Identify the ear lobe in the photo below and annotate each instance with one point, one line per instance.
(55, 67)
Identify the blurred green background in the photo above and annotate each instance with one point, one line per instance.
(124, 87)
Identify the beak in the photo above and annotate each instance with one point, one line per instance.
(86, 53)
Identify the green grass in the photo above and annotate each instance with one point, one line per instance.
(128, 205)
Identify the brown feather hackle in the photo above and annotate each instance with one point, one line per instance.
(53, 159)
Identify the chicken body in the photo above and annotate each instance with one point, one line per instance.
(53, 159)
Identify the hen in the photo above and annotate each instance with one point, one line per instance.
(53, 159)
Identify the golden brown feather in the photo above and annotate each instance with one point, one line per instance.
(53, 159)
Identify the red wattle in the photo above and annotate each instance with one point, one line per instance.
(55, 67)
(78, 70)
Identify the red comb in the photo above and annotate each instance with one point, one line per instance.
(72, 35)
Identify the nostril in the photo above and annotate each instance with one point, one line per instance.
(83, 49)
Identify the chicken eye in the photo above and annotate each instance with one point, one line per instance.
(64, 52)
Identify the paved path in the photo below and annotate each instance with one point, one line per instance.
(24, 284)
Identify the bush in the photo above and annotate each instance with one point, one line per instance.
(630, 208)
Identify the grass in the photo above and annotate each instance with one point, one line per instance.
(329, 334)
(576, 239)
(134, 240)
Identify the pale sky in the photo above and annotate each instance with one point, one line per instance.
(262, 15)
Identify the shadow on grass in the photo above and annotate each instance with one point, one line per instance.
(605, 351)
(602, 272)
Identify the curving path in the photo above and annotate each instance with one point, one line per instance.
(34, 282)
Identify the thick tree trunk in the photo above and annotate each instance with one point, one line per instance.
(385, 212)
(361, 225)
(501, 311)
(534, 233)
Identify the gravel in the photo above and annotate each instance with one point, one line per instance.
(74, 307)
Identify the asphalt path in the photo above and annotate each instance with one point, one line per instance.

----------

● **EXERCISE PROMPT**
Reproduce verbatim the lines above, from the line containing "Identify the red comb" through the final line of the records, inclusive.

● **WRITTEN ANSWER**
Identify the red comb in the photo above and annotate each instance with one point, one line per instance.
(72, 35)
Identify the nostril in the photo above and annotate each instance with one point, one line per instance.
(83, 49)
Identify the chicken eye in the photo above and annotate each instance with one point, one line per instance.
(64, 52)
Identify the paved path in the photo below and annotate each instance with one point, one line per instance.
(24, 284)
Identify the bush in the photo above and annotate each instance with one point, one line per instance.
(630, 208)
Identify the grass in the photo above and annotate each instance with one point, one line per instance.
(329, 334)
(576, 239)
(134, 240)
Identify the pale sky in the photo above and annotate each instance with one point, one line per instance.
(262, 15)
Identify the shadow on grass in the photo above and annotate each instance with one point, one line per instance.
(605, 351)
(602, 272)
Identify the curving path in the photo above and annotate each instance with one point, one line per instance.
(34, 282)
Identify the thick tree trunk in the photo above and annotate each instance with one point, one line per instance.
(385, 212)
(361, 225)
(501, 311)
(534, 233)
Identify the gravel in the photo above and annotate each instance with one point, one line per instance.
(74, 307)
Identify the asphalt path in the photo above and annotate each instance with one point, one line per instance.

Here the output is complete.